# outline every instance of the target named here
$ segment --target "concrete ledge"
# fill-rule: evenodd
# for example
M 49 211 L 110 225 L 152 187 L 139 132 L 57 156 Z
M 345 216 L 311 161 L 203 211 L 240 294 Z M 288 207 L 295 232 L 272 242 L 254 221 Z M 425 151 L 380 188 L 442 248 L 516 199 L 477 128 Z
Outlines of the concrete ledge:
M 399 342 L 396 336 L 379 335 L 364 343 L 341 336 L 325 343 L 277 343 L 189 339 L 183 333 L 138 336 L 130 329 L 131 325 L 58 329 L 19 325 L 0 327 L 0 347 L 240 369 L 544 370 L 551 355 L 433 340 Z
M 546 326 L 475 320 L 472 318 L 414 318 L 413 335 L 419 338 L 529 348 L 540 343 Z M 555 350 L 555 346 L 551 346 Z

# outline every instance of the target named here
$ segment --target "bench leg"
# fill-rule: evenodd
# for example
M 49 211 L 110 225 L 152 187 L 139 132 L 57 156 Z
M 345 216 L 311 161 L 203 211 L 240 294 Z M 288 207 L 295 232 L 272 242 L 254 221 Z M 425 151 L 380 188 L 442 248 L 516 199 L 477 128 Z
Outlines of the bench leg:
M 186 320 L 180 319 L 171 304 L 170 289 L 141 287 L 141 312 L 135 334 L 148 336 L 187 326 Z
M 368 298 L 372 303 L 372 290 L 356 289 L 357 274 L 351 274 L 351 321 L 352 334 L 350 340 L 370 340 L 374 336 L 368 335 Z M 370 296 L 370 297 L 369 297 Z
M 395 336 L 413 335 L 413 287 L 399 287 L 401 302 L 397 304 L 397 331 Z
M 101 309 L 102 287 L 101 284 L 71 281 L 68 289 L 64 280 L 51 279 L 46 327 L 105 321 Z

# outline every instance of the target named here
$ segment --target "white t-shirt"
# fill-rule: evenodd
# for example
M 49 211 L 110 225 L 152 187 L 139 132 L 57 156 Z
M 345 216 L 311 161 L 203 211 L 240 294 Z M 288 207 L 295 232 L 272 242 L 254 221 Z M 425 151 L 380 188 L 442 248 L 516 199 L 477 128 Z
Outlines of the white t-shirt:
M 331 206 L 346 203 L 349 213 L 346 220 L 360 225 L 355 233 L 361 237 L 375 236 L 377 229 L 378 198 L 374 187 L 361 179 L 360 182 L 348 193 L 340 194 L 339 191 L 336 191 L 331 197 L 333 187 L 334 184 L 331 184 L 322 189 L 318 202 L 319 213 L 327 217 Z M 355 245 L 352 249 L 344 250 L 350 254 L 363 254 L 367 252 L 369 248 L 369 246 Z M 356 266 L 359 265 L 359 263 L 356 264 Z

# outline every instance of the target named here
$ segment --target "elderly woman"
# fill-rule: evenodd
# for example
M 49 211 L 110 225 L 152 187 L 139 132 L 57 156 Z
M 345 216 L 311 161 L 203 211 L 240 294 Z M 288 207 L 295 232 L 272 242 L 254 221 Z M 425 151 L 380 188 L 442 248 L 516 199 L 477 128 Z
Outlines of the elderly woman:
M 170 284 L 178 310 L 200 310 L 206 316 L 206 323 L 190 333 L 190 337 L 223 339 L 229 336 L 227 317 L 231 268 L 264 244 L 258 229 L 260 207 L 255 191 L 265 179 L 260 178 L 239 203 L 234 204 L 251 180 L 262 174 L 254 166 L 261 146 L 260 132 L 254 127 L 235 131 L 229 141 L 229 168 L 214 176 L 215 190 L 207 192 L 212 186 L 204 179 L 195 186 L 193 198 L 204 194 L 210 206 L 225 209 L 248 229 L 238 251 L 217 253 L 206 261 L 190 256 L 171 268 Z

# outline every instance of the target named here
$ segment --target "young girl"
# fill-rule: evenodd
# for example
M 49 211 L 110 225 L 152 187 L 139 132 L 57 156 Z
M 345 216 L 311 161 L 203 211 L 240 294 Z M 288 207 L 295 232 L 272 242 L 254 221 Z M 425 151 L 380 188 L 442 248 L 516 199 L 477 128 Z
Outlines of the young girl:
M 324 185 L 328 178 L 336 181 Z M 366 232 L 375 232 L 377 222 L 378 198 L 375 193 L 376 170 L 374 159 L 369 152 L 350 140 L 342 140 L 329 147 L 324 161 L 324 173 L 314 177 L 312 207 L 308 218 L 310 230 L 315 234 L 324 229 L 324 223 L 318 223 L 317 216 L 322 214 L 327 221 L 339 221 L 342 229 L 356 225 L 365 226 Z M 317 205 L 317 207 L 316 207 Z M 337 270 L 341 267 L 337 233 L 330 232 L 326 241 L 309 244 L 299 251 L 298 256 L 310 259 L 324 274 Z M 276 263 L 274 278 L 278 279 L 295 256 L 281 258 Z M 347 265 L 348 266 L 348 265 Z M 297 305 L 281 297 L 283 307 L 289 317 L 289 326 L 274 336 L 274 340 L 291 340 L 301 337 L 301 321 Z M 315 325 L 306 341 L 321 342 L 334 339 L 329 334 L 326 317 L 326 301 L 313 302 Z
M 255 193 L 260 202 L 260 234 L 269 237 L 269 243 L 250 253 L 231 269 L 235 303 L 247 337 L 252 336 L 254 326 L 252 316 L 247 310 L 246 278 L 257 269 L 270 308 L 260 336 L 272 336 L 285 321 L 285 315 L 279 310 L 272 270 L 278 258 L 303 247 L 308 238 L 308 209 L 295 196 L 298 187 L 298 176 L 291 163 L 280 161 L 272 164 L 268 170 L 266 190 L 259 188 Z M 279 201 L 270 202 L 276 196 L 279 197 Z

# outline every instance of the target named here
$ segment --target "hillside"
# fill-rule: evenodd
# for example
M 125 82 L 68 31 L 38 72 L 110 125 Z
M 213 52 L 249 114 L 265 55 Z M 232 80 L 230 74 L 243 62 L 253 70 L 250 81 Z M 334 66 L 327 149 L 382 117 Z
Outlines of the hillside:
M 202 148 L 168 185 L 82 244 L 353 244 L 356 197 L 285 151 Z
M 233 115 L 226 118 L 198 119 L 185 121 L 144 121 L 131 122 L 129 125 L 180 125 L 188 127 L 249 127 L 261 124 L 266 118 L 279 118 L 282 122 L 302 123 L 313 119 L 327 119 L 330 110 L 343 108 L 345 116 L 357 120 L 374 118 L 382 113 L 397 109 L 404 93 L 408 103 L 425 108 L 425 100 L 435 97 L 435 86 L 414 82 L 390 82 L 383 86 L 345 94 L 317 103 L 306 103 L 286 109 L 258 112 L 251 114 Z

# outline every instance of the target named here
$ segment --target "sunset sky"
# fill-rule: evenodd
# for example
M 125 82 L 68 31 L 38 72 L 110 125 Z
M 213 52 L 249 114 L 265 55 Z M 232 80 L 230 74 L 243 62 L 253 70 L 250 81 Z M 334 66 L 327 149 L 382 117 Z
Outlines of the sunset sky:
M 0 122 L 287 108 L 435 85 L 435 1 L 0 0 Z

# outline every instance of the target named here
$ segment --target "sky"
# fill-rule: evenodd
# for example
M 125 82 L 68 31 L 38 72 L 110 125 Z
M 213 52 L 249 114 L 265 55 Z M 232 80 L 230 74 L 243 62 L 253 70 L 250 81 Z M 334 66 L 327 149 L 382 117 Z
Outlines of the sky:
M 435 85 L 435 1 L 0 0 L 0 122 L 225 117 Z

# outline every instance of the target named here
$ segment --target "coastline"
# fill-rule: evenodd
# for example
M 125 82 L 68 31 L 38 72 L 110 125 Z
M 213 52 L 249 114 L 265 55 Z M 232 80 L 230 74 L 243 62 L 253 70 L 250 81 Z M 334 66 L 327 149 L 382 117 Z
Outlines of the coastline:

= = =

**Task details**
Copy everything from the start of the lines down to the line containing "M 546 326 L", including that line, and reproduce it without changes.

**Task solution**
# outline every instance of the target named here
$ segment --target "concrete ledge"
# fill-rule: evenodd
# for example
M 49 211 L 110 225 L 152 187 L 139 132 L 57 156 Z
M 345 216 L 311 161 L 203 211 L 240 294 Z M 288 207 L 295 232 L 272 242 L 254 221 Z M 425 151 L 380 188 L 442 248 L 516 199 L 477 128 Z
Outlines of the concrete ledge:
M 399 342 L 396 336 L 379 335 L 364 343 L 341 336 L 325 343 L 277 343 L 189 339 L 183 333 L 138 336 L 130 329 L 131 325 L 58 329 L 19 325 L 0 327 L 0 347 L 240 369 L 544 370 L 551 355 L 433 340 Z
M 546 326 L 475 320 L 472 318 L 414 318 L 413 335 L 419 338 L 529 348 L 540 343 Z M 555 350 L 555 346 L 551 346 Z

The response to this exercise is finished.